Extracted records Block Start
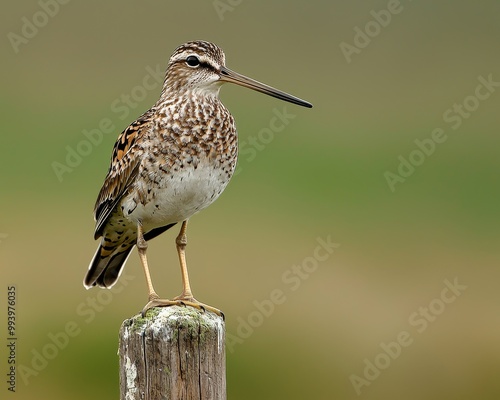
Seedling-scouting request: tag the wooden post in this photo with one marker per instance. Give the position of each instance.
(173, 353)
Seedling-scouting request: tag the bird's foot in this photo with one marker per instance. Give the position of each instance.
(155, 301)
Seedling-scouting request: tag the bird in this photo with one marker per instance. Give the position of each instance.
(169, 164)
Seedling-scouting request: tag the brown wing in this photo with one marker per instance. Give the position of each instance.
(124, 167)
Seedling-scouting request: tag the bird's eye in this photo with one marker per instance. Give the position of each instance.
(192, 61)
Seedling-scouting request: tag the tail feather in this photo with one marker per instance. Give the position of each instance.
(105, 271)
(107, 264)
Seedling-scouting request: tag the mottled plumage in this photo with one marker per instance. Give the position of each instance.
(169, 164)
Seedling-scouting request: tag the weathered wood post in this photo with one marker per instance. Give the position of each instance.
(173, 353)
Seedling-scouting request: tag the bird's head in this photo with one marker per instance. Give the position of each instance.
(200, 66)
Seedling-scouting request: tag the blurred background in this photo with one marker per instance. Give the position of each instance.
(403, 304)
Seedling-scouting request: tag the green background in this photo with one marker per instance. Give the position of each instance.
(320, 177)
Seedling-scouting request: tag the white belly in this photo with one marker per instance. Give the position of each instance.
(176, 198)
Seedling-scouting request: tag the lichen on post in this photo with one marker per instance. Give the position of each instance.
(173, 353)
Extracted records Block End
Extracted records Block Start
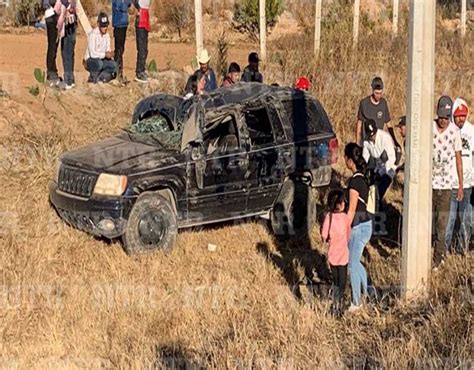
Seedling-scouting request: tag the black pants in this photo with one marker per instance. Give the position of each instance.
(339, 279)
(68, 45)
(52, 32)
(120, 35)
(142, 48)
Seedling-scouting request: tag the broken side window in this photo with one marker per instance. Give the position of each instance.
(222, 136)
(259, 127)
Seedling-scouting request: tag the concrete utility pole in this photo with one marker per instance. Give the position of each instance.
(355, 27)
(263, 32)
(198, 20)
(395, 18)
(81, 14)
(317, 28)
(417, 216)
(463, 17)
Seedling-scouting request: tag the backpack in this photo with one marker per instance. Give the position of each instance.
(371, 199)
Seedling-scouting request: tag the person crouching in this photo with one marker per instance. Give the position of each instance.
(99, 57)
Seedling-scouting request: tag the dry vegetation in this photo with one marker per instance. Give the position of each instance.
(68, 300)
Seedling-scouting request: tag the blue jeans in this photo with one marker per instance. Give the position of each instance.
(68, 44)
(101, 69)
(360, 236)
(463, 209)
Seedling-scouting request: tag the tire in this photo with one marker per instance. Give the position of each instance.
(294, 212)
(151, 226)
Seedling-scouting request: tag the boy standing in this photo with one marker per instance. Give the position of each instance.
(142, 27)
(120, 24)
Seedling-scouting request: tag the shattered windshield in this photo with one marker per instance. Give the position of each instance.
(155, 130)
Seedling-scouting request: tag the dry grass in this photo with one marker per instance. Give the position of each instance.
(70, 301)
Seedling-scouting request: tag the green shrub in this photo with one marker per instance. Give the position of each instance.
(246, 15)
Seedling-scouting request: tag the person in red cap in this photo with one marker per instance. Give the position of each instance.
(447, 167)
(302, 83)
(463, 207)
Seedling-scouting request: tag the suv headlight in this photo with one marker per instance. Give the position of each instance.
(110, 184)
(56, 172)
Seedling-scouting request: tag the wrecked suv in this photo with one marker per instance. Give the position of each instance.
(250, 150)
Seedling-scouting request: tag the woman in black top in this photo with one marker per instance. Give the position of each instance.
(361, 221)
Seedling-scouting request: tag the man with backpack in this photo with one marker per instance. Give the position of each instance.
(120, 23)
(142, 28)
Extracted records Block End
Extracted records Block Start
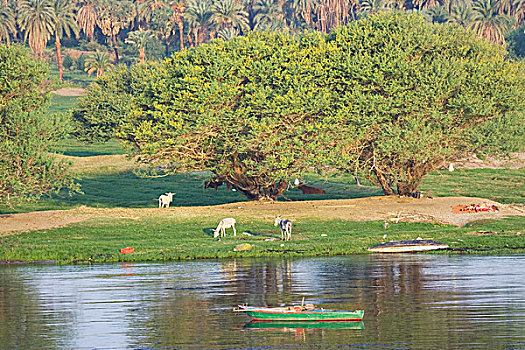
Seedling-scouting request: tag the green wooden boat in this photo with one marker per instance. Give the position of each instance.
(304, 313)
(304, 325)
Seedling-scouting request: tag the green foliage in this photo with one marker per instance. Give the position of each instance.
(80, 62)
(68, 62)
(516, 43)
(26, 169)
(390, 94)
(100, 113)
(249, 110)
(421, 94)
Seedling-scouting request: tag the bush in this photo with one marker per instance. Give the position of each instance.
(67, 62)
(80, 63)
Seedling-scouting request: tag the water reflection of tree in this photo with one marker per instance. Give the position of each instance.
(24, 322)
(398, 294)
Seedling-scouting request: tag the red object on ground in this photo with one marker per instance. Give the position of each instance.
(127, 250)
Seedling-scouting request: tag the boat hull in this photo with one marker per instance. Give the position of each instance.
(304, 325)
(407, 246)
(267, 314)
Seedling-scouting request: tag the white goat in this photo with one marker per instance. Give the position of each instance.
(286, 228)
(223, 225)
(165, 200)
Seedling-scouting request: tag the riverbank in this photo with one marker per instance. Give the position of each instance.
Extracted records Block End
• Exercise goal
From the listing above, return the lines starting at the one with "Seedling-scouting request: tag the green wooden" and ending at the one with "Seedling-scouting request: tag the riverbank", both kept, exactly as they appear and nothing more.

• Exercise response
Seedling-scouting request: tag the green wooden boat in this photo with one marker per instance. Give the position of each instance.
(304, 313)
(304, 325)
Seedling-scouting request: tag the green foliage in this photo with one marker per instance. Give the position of each instance.
(80, 62)
(68, 62)
(516, 43)
(26, 169)
(390, 94)
(100, 113)
(249, 110)
(421, 94)
Seedling-scouting request: tag the bush in this photo with one marker per instance. Give the position of each instance.
(67, 62)
(80, 63)
Seedling-scouting request: tag the water reflection of tree in this photo with one marker per instance. Give the position of each instance.
(24, 322)
(398, 294)
Seedling-scouting request: tag the red object on ground in this photo with one marker per instance. Give the position of each instance.
(127, 250)
Seedling-scouting request: tag the boat hull in this photo with one marker per instance. Give the position of each instance.
(304, 325)
(407, 246)
(267, 314)
Seedling-scouting request: tag the white goat in this photo with one marker per instance. Give the position of each instance.
(286, 228)
(223, 225)
(165, 200)
Seedling-scouting request: tag the riverbank in this photo with one marker per instance. Give the position of each instance.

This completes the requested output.